Text under study:
········
I admit that the prospect of being a three-peat winner of a minigolf tournament was very alluring. Over my competitive career, I’d classify myself as successful but with only a few items that have really stood out over others. Being only the second person in the 39 year history of the Farmington Miniature Golf Tournament to win back-to-back in 2020 was certainly one of them and I was looking forward to perhaps staking my claim in history with a third win in the celebratory 40th year. Alas, in a tournament that was plagued by some bad bounces and terrible holes for all the top competitors, I just couldn't squeak out that victory.
This was the 8th year I would tee it up for this tournament and the year I probably practiced this course the least. I had played it a few times with my family during 2021, including some winter outings and had played a couple of my fellow Northeast competitors (Aaron Kaminski and Justin Pelletier) in more “official” matches during the summer. Until I stepped on the course at 7:30 that morning, I had played no practice rounds for the tournament, which was very unlike me. At this point though, I thought there wasn’t much more I could learn from the course. It was all about executing what I knew and getting a few lucky bounces.
The tournament this year was a little different than the past two years, which also peaked my interested to seeing if I could win in three different formats. In 2019 it was the traditional 3 rounds over 2 days format, and then in 2020 it moved to 2 rounds in 1 day in part due to COVID. This year the course decided that 2 and a HALF rounds would determine the winner and all be played on one day. Of course, the original day that it was schedule for there was something else that decided it was a going to take precedence – a hurricane/tropical storm. This moved the event to my birthday weekend, which I took as another good sign.
With it being just 45 holes there was going to be no repairing so I would be playing the whole tournament with Dan Hurley, who I knew from the Matterhorn leagues and whose son Jonah famously beat me in a playoff the first year of the Matterhorn tournament, and Brian Mays who I wasn’t familiar with. Both gentlemen were a pleasure to play the tournament with and both ended up walking away with prizes at the end of the day. Unfortunately, I would not complete the threesome of prize winners.
········
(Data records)
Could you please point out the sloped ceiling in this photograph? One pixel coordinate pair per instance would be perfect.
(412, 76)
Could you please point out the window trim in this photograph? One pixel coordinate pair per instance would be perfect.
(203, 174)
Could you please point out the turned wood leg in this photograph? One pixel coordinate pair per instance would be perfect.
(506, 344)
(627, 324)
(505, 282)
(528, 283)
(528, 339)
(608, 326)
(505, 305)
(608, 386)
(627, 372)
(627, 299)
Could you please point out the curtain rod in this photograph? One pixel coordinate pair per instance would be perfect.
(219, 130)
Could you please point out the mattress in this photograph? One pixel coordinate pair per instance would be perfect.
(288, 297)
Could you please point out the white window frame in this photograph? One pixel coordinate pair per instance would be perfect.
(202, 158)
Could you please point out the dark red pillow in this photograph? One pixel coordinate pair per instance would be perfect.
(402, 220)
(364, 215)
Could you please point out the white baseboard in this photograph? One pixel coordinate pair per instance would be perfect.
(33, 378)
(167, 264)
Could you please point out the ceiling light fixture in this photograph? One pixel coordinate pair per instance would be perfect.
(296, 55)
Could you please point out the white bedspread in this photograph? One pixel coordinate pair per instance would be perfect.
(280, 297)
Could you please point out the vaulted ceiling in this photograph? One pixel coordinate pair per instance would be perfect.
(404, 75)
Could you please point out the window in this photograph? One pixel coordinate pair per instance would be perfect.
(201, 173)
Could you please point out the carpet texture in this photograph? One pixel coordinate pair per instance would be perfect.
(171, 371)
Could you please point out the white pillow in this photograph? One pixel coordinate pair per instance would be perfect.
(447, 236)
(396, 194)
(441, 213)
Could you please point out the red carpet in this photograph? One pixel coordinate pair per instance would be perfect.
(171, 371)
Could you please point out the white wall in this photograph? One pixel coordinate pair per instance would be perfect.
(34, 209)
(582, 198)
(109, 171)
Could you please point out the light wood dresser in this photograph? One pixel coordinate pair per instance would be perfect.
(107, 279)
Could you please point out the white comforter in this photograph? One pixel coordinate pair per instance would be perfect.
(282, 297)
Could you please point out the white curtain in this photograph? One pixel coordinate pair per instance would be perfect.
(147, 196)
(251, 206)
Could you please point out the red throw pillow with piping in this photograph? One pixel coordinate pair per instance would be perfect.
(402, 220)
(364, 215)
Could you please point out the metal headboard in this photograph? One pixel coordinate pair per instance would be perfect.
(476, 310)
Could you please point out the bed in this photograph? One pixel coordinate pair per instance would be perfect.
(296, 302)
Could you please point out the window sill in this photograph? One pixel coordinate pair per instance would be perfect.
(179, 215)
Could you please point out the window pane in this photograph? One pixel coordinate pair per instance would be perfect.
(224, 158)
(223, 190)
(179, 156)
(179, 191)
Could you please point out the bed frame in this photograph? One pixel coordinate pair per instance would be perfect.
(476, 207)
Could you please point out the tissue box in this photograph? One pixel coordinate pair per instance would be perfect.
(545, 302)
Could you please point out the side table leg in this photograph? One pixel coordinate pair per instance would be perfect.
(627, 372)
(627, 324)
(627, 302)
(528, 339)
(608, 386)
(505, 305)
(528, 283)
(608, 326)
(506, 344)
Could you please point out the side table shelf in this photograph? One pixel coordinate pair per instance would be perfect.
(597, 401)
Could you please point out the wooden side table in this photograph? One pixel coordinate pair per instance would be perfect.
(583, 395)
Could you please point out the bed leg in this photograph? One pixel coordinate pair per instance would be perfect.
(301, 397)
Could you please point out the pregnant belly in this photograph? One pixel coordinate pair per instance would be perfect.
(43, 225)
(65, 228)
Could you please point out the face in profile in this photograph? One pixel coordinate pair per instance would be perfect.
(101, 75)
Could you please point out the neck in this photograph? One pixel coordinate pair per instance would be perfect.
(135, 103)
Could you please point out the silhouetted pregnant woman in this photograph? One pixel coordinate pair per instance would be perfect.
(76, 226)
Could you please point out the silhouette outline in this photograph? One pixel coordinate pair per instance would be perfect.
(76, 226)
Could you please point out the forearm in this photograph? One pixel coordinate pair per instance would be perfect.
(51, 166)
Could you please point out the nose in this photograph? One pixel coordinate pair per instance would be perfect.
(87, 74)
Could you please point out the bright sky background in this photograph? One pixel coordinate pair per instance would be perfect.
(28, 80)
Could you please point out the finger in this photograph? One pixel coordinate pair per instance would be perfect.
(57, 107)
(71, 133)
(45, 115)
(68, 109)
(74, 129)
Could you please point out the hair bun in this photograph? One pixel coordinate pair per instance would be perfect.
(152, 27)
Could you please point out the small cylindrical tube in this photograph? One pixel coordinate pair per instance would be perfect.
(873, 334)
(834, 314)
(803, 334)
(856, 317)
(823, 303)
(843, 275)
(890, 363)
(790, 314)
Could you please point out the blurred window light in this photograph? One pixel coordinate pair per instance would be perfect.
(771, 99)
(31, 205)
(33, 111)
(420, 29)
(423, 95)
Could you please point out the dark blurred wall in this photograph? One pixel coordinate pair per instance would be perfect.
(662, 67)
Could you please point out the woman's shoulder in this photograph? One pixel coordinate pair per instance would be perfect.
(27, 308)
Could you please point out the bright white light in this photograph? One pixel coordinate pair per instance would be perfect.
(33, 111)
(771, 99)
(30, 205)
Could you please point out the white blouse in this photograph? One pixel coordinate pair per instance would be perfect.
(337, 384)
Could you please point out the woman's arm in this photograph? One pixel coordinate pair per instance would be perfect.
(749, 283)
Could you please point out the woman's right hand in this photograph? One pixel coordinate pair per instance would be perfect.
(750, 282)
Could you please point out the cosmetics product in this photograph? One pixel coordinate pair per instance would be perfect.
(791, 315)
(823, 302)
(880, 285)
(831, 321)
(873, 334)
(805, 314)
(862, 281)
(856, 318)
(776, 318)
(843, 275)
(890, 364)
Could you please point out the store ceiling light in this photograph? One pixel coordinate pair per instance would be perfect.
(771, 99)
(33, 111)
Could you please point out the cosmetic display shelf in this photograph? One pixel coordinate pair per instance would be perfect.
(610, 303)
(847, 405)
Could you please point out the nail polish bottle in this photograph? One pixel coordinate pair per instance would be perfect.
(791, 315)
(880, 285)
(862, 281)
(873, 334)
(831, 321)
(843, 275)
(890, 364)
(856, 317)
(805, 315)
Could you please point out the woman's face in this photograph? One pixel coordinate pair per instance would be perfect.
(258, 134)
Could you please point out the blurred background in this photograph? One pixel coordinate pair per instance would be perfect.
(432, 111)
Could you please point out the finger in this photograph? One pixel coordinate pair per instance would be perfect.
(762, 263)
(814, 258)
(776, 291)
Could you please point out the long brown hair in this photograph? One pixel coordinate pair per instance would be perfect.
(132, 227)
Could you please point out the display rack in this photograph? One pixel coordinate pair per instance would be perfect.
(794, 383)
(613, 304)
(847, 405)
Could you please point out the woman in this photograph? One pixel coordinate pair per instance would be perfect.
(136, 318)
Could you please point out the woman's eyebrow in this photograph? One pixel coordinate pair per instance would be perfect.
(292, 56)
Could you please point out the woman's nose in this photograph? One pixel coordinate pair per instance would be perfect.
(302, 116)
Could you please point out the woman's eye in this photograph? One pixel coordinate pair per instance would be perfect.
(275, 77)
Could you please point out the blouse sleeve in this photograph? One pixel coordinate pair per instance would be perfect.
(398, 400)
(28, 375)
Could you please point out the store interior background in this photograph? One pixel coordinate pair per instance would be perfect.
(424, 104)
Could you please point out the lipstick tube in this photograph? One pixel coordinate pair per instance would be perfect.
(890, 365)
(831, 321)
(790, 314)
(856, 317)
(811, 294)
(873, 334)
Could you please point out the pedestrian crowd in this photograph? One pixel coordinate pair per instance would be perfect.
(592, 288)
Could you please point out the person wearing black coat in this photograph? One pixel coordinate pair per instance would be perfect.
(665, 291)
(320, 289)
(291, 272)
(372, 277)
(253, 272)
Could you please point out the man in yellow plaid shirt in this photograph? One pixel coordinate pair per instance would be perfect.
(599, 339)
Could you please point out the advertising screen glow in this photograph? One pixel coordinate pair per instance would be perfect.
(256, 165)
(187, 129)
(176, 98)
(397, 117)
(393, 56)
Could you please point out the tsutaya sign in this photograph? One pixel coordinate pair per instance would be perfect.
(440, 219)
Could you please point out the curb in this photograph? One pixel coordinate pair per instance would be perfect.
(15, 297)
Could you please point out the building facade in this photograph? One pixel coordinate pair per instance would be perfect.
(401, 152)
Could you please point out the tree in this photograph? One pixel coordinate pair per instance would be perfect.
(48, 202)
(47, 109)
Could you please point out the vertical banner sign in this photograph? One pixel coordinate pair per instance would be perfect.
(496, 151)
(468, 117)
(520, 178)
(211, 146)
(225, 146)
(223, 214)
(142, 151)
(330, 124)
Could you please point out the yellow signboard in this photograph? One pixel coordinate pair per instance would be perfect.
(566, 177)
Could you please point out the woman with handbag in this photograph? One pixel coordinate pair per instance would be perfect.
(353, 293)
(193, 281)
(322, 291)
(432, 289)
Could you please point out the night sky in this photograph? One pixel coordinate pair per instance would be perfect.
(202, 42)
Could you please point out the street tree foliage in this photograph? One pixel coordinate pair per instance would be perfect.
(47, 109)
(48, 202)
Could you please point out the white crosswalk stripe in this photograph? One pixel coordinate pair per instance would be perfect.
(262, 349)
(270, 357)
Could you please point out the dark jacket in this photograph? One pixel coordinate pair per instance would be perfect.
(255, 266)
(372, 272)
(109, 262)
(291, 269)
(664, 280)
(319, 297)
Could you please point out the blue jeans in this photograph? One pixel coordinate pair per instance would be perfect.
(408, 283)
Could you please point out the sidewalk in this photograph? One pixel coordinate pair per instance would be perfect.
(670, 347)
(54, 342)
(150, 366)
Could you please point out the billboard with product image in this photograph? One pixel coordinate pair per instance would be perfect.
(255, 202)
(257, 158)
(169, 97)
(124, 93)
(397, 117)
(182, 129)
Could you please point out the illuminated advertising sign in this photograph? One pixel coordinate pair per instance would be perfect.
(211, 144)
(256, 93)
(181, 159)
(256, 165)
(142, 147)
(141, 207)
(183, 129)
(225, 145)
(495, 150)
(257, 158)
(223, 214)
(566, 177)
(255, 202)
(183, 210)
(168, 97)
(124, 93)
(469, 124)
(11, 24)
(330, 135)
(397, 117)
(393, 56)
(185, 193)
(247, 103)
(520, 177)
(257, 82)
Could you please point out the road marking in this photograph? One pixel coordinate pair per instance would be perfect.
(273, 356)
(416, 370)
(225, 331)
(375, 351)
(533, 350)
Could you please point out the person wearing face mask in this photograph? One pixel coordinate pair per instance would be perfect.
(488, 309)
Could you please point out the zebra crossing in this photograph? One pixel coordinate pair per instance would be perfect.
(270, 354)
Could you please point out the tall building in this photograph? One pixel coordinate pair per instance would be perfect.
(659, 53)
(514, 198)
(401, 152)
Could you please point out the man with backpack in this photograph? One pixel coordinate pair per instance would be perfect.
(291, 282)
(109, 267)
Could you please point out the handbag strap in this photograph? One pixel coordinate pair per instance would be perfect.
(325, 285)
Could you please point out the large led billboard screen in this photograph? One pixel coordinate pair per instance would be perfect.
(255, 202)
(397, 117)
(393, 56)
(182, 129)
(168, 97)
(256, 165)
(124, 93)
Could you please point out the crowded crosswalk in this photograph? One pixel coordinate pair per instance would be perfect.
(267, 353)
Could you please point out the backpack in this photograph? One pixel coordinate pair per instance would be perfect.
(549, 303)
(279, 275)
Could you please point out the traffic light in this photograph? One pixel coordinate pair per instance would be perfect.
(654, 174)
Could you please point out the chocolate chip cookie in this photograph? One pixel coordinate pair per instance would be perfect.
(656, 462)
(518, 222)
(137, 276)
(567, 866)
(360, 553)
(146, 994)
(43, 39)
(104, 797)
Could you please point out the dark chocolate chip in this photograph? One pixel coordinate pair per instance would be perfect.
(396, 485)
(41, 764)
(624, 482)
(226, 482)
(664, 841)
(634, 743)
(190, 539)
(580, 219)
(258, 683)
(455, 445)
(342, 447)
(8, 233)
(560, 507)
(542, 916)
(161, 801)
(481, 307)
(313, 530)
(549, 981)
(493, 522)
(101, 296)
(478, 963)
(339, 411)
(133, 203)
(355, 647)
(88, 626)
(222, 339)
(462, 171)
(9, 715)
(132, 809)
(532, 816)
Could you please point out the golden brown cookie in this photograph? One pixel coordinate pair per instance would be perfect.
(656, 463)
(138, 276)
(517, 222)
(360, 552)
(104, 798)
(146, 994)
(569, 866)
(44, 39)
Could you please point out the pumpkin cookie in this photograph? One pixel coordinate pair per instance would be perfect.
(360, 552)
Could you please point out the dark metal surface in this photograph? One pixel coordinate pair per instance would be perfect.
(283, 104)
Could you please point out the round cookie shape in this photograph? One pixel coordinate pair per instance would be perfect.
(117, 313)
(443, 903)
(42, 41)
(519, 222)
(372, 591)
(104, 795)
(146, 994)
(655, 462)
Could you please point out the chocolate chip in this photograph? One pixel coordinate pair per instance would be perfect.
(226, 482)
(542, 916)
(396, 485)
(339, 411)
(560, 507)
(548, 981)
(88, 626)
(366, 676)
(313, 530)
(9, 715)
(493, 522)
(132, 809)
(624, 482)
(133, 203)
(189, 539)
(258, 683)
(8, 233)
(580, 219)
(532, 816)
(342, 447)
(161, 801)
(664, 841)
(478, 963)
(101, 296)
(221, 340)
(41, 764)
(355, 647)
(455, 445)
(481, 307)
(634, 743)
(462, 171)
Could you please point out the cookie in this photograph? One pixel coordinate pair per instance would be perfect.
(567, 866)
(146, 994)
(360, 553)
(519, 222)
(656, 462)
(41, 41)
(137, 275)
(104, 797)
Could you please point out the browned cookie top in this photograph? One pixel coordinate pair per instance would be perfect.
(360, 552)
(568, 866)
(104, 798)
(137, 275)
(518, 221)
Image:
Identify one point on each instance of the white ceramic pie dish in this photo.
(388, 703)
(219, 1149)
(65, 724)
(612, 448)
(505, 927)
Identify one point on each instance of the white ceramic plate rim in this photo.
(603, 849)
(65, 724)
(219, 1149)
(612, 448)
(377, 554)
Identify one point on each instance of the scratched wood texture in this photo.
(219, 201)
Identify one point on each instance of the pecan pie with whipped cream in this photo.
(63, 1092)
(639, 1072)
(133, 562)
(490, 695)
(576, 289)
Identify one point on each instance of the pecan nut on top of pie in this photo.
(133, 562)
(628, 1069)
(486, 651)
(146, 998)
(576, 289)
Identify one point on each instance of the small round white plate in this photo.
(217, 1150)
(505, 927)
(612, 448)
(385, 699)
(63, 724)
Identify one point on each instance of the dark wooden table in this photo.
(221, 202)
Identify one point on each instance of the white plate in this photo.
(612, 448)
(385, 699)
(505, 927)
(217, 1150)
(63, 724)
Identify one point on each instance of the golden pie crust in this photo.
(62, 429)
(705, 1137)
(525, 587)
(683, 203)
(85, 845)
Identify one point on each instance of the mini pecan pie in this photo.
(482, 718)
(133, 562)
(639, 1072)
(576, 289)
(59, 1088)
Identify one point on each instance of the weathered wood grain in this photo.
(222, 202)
········
Questions to answer:
1. Answer these questions about the minigolf tournament account:
(a) At what time did the writer step onto the course on tournament morning?
(b) What format did the tournament use in 2019?
(c) How many holes made up the tournament this year?
2. Reproduce the passage of the minigolf tournament account from "The tournament this" to "another good sign.".
3. According to the minigolf tournament account, why was the event held on the writer's birthday weekend?

Solutions to the problems:
1.
(a) 7:30
(b) Three rounds over two days
(c) 45

2.
The tournament this year was a little different than the past two years, which also peaked my interested to seeing if I could win in three different formats. In 2019 it was the traditional 3 rounds over 2 days format, and then in 2020 it moved to 2 rounds in 1 day in part due to COVID. This year the course decided that 2 and a HALF rounds would determine the winner and all be played on one day. Of course, the original day that it was schedule for there was something else that decided it was a going to take precedence – a hurricane/tropical storm. This moved the event to my birthday weekend, which I took as another good sign.

3. A hurricane/tropical storm took precedence on the day the tournament was originally scheduled. That moved the event to the writer's birthday weekend.